**** Supplied passage

Chapter 7 is sometimes referred to as “straight bankruptcy.” There is no repayment plan with a Chapter 7. The advantage is that it’s usually over within about four months. Attorney fees are also lower than with a Chapter 13 because there is less work to be done.

When you file bankruptcy, you must complete very detailed paperwork listing all assets, debts, income, and expenses (called “schedules”), which will be filed with the Bankruptcy Court. You will also complete a Statement of Financial Affairs (“SOFA”). You must accurately and completely list all information on your schedules and SOFA.

********

Stated exercise 1.
Please retype the bankruptcy passage, everything from "Chapter 7 is" down to "schedules and SOFA.".
Stated exercise 2.
According to the bankruptcy passage, how long does a Chapter 7 usually take to be over?

**** Information shown

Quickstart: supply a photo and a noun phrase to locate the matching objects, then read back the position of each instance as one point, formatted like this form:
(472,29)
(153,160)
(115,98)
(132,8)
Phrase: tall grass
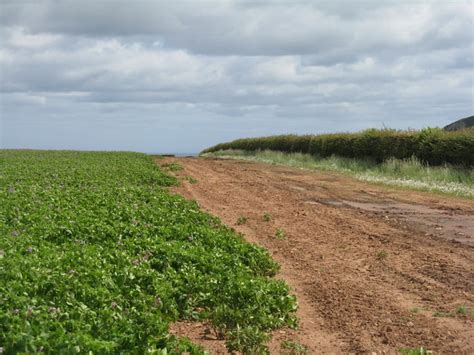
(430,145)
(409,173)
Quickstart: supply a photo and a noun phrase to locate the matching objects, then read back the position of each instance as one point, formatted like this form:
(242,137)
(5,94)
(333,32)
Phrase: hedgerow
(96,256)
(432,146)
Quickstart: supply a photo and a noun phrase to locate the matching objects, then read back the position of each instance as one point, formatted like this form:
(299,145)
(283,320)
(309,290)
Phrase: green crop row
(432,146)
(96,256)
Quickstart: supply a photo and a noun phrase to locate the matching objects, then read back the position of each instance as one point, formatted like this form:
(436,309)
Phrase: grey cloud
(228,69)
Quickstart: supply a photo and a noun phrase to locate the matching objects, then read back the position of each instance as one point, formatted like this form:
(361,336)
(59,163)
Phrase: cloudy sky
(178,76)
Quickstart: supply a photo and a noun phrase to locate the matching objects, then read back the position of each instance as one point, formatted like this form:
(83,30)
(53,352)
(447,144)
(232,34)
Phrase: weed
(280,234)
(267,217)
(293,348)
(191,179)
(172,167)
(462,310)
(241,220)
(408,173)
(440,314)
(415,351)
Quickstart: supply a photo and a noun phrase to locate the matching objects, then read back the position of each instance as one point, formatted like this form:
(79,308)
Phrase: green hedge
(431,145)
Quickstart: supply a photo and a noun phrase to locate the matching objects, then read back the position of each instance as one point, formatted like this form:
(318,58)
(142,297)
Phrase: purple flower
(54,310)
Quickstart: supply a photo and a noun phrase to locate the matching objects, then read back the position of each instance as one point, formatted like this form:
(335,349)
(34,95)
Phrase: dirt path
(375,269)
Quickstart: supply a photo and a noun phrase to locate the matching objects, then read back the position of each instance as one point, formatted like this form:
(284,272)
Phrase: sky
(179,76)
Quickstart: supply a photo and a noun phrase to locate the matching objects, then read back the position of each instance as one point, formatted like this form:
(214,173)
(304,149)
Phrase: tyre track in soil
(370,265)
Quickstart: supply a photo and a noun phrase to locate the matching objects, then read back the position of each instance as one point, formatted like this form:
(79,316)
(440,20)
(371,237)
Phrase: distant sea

********

Solution 1.
Chapter 7 is sometimes referred to as “straight bankruptcy.” There is no repayment plan with a Chapter 7. The advantage is that it’s usually over within about four months. Attorney fees are also lower than with a Chapter 13 because there is less work to be done.

When you file bankruptcy, you must complete very detailed paperwork listing all assets, debts, income, and expenses (called “schedules”), which will be filed with the Bankruptcy Court. You will also complete a Statement of Financial Affairs (“SOFA”). You must accurately and completely list all information on your schedules and SOFA.

Solution 2.
About four months.